Rewrite the data below with every "sun lounger" changed to "deck chair" and everything else unchanged, leaving the pictures out.

**Raw data**
-- -- --
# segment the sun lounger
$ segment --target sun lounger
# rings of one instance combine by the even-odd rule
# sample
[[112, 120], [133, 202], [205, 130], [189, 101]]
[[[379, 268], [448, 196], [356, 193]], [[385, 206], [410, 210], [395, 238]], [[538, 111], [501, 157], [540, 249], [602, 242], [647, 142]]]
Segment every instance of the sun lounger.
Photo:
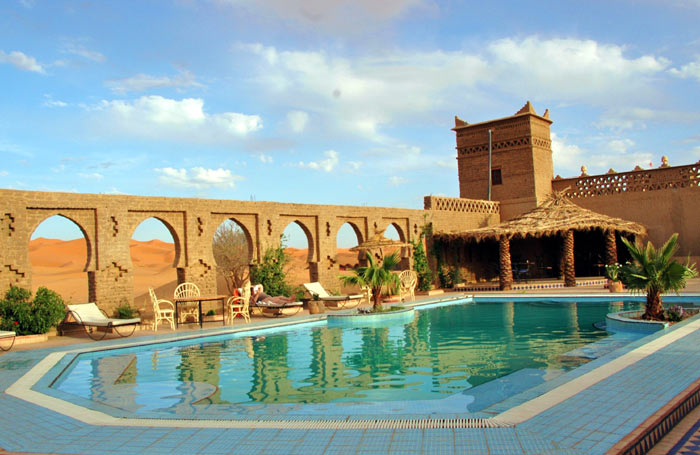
-- -- --
**The answer**
# segment the deck chair
$ segment --target deck chair
# rings of one instance combine by the even-odd rule
# sample
[[112, 120], [133, 202], [205, 130], [189, 101]]
[[[379, 268], [448, 196], [356, 193]], [[385, 206], [410, 210], [395, 238]], [[538, 111], [501, 157], [540, 249], [602, 242], [647, 142]]]
Segment every instance of the deck chair.
Photo:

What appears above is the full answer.